#### GIVEN PROBLEM:
Can you write out the lines of the material below, from the one that contains "of the sleeve" through the end of the material, inclusive, swapping "pin" for "marker" and leaving everything else unchanged?

● ● ● ● ● ● ●

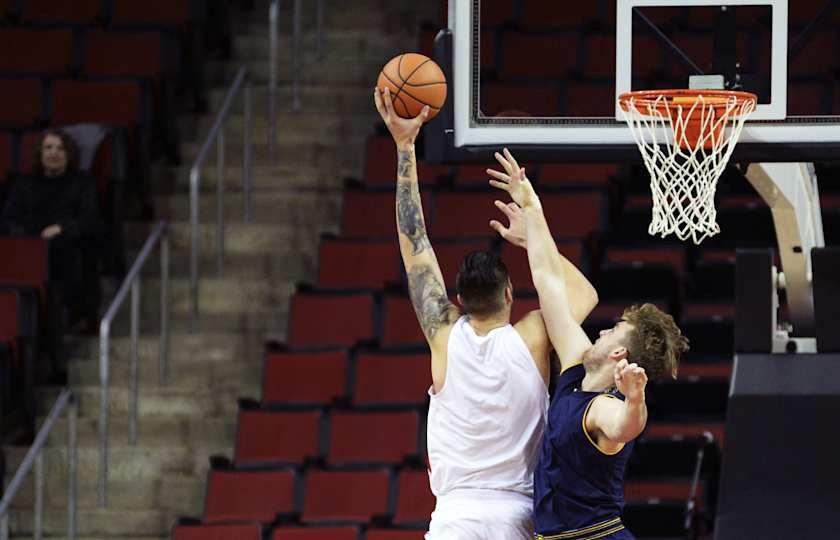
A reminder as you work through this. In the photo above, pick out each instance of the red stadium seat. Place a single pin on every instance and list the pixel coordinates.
(330, 319)
(134, 54)
(50, 11)
(399, 323)
(576, 174)
(392, 379)
(553, 14)
(5, 156)
(315, 533)
(354, 496)
(516, 260)
(248, 495)
(372, 437)
(512, 99)
(304, 377)
(112, 103)
(372, 214)
(25, 261)
(41, 51)
(240, 531)
(395, 534)
(21, 102)
(518, 60)
(267, 437)
(415, 501)
(371, 264)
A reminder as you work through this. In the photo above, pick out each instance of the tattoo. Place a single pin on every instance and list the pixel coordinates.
(405, 163)
(410, 216)
(429, 299)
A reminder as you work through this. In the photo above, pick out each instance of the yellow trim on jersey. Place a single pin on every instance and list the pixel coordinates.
(597, 531)
(583, 426)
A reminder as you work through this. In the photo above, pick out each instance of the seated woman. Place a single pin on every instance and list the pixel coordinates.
(59, 202)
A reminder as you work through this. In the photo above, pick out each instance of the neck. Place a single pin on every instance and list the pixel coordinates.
(484, 325)
(600, 379)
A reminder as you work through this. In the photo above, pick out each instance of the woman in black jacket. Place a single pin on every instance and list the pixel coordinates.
(59, 202)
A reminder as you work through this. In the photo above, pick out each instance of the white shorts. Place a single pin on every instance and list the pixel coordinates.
(482, 514)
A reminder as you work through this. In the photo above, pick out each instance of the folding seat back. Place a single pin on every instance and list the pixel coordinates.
(352, 496)
(373, 437)
(248, 495)
(315, 533)
(50, 11)
(372, 264)
(239, 531)
(391, 379)
(415, 501)
(102, 102)
(331, 319)
(36, 51)
(21, 102)
(272, 437)
(305, 377)
(134, 54)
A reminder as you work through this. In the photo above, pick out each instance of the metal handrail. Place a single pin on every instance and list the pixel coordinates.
(274, 62)
(35, 456)
(217, 134)
(131, 283)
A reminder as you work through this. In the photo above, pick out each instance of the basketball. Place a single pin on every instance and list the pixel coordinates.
(414, 80)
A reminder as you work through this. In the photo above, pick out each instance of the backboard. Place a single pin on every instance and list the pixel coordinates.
(544, 76)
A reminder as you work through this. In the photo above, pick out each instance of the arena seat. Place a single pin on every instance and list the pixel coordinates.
(331, 319)
(239, 531)
(248, 495)
(315, 533)
(374, 437)
(317, 378)
(21, 102)
(399, 325)
(346, 263)
(391, 378)
(79, 12)
(372, 214)
(345, 495)
(41, 51)
(415, 501)
(276, 437)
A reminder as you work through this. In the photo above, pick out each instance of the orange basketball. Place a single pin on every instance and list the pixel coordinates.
(414, 80)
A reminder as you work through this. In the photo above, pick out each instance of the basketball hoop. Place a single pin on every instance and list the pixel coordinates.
(686, 138)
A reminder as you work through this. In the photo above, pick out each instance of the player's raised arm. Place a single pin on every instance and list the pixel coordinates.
(547, 271)
(425, 281)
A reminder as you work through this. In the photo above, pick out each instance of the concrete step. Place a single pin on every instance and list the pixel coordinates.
(283, 178)
(168, 401)
(304, 209)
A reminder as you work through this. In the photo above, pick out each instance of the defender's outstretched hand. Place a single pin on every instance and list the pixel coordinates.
(513, 180)
(515, 232)
(630, 379)
(403, 130)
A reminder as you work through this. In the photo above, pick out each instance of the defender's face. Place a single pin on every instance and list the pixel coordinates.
(53, 155)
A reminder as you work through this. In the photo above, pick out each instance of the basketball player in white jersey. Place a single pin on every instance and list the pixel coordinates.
(489, 379)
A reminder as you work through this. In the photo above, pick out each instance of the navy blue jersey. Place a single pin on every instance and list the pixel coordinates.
(576, 485)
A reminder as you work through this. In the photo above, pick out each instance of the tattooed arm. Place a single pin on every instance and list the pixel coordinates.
(425, 282)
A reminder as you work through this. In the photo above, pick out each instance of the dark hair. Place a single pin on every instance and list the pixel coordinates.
(656, 342)
(70, 147)
(481, 282)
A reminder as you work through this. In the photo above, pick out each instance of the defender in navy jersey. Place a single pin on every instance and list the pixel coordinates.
(598, 407)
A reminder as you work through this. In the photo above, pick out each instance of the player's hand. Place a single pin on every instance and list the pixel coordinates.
(513, 180)
(515, 232)
(403, 130)
(630, 379)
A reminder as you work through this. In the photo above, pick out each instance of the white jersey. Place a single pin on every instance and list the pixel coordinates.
(485, 425)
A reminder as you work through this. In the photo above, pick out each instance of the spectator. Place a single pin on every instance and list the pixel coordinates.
(59, 202)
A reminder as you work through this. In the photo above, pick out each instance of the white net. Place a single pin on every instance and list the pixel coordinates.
(686, 144)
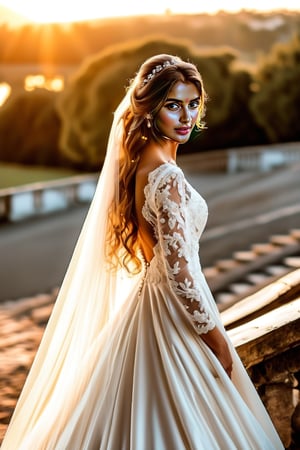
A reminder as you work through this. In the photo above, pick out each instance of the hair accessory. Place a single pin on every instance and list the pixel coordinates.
(157, 69)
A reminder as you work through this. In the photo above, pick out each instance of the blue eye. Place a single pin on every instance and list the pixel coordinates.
(172, 106)
(194, 104)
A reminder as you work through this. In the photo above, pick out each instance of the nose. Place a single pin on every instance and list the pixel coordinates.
(186, 117)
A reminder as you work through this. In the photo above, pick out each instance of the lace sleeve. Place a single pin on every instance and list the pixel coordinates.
(175, 239)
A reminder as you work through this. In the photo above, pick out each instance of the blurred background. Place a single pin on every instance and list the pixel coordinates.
(64, 67)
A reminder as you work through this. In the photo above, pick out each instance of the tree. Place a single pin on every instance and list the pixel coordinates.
(29, 129)
(277, 97)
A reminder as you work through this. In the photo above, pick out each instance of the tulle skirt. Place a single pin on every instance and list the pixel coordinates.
(150, 383)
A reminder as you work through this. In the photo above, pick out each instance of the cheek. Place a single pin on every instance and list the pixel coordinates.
(166, 120)
(194, 115)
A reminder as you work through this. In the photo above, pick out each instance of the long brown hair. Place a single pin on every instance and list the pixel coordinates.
(149, 91)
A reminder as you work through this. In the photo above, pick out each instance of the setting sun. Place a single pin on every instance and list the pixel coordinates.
(58, 11)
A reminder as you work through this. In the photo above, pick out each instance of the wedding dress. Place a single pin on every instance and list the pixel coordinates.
(122, 365)
(148, 381)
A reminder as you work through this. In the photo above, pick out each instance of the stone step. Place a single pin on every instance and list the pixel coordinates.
(277, 270)
(263, 249)
(239, 288)
(224, 265)
(245, 256)
(279, 239)
(257, 278)
(292, 261)
(295, 233)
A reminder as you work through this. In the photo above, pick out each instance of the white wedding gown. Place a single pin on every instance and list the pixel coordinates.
(149, 382)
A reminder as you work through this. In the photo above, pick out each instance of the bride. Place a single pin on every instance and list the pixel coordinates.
(134, 356)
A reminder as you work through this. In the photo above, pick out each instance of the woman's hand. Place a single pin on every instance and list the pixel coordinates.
(218, 344)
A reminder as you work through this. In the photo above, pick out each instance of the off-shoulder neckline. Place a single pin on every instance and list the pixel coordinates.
(161, 166)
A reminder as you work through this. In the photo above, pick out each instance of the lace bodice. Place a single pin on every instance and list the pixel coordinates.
(178, 215)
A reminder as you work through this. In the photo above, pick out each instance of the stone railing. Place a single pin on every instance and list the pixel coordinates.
(265, 329)
(69, 189)
(263, 158)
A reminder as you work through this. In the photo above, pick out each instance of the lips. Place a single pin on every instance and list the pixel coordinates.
(183, 131)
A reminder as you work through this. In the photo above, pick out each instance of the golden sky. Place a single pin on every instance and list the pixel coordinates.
(43, 11)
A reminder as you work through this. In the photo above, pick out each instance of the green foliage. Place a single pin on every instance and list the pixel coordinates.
(277, 98)
(12, 175)
(247, 31)
(86, 107)
(29, 128)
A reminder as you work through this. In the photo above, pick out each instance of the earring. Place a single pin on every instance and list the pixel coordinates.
(148, 118)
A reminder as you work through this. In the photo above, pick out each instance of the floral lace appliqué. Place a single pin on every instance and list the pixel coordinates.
(174, 228)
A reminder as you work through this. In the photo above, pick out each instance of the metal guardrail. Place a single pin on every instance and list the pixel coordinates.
(69, 187)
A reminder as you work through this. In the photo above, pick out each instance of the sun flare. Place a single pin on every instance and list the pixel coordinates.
(58, 11)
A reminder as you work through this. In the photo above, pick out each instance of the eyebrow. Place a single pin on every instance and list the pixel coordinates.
(181, 101)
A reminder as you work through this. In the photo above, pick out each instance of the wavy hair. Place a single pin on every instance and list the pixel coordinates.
(149, 91)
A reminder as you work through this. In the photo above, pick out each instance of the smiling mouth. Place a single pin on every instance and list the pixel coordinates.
(183, 130)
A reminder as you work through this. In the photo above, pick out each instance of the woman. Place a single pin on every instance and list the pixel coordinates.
(134, 355)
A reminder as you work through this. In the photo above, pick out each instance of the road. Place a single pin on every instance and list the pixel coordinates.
(244, 208)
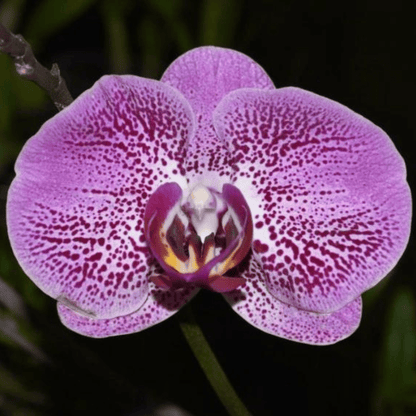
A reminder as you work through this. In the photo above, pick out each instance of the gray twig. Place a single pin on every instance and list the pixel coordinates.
(28, 67)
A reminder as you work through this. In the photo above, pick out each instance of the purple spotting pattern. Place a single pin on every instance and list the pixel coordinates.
(328, 191)
(159, 305)
(326, 188)
(257, 306)
(76, 207)
(204, 76)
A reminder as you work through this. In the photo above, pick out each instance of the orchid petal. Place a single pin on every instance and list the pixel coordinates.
(160, 305)
(204, 76)
(327, 190)
(258, 307)
(75, 209)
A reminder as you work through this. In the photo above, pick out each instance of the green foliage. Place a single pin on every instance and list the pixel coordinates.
(57, 14)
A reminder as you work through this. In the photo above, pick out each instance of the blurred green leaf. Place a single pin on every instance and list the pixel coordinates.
(117, 38)
(219, 21)
(172, 13)
(11, 386)
(397, 380)
(7, 100)
(50, 16)
(152, 46)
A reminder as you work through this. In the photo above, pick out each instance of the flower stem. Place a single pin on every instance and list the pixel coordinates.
(209, 364)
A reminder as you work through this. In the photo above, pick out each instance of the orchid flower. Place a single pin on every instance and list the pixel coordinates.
(142, 192)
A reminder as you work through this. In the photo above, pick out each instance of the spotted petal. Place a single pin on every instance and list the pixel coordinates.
(257, 306)
(75, 209)
(159, 306)
(204, 76)
(327, 190)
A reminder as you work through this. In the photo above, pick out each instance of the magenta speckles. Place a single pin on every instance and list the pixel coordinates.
(328, 207)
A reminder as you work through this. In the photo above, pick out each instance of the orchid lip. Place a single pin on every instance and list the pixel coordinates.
(198, 239)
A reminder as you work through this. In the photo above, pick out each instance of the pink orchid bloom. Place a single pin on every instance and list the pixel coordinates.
(141, 192)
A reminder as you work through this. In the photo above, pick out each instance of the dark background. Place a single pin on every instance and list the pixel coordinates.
(360, 53)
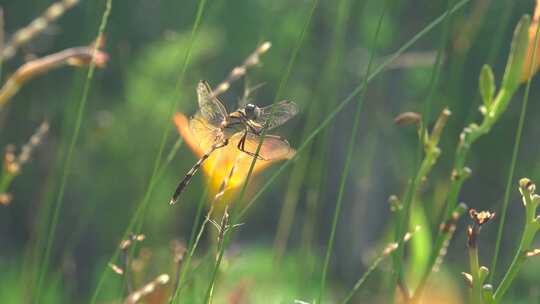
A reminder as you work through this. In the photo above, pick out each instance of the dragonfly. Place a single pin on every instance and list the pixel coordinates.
(213, 125)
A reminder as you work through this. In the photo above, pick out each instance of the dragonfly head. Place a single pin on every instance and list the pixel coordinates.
(252, 111)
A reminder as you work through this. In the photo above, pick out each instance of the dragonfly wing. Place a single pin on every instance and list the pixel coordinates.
(273, 147)
(283, 111)
(210, 107)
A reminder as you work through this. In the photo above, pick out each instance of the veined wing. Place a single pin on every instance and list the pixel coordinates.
(273, 147)
(211, 109)
(283, 111)
(205, 133)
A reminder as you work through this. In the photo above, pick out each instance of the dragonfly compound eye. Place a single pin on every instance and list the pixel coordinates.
(251, 111)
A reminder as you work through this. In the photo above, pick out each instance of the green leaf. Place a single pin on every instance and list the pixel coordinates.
(487, 85)
(518, 50)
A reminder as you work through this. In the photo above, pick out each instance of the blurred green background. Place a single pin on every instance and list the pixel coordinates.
(129, 108)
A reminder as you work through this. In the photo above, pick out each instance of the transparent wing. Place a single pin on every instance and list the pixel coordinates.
(283, 111)
(211, 109)
(273, 147)
(205, 133)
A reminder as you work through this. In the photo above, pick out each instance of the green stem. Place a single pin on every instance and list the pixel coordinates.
(513, 162)
(531, 227)
(348, 160)
(476, 290)
(460, 173)
(69, 158)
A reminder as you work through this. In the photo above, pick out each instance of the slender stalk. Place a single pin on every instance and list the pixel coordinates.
(137, 218)
(386, 252)
(527, 238)
(300, 171)
(513, 162)
(476, 290)
(69, 158)
(346, 168)
(459, 174)
(235, 214)
(332, 115)
(403, 216)
(531, 227)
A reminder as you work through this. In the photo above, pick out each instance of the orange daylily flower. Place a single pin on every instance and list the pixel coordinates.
(529, 57)
(220, 163)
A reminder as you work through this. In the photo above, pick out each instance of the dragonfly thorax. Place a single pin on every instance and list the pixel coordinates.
(252, 111)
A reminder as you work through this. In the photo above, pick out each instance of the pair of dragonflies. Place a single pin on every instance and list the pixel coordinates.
(243, 128)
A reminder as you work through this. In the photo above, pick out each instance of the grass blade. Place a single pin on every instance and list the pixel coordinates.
(69, 157)
(346, 168)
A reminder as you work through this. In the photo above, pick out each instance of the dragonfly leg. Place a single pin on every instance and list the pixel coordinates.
(241, 147)
(185, 181)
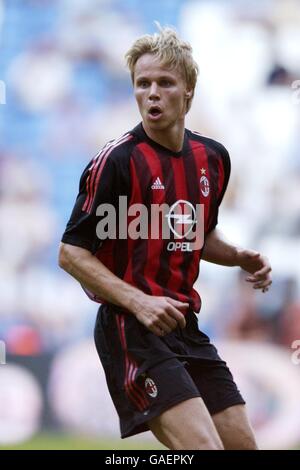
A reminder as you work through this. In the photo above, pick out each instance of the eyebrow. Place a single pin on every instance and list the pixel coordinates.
(161, 77)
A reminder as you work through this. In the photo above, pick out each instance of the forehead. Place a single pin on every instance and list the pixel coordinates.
(148, 65)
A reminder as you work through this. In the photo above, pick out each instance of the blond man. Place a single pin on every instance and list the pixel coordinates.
(163, 374)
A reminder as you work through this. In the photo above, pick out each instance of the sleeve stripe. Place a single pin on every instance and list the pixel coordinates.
(97, 168)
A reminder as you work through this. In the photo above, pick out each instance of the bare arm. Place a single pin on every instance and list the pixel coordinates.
(218, 250)
(159, 314)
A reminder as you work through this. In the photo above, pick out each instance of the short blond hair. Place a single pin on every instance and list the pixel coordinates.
(172, 52)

● ● ● ● ● ● ●

#### RESPONSE FOR THIS EXERCISE:
A reminder as you work through this. In the photo above, pick out each instance of the sleeve stripe. Place a single marker on every instance and list the pixel coordinates.
(97, 168)
A reminder as you work through this. In the photo above, pick out each instance of the bare arm. Place a single marker on every instance and list the pixel coordinates.
(218, 250)
(159, 314)
A reminder as you work through this. In the photo above, pick out each instance of the short blond hair. Place a single marker on every instance and list the pixel coordinates.
(172, 52)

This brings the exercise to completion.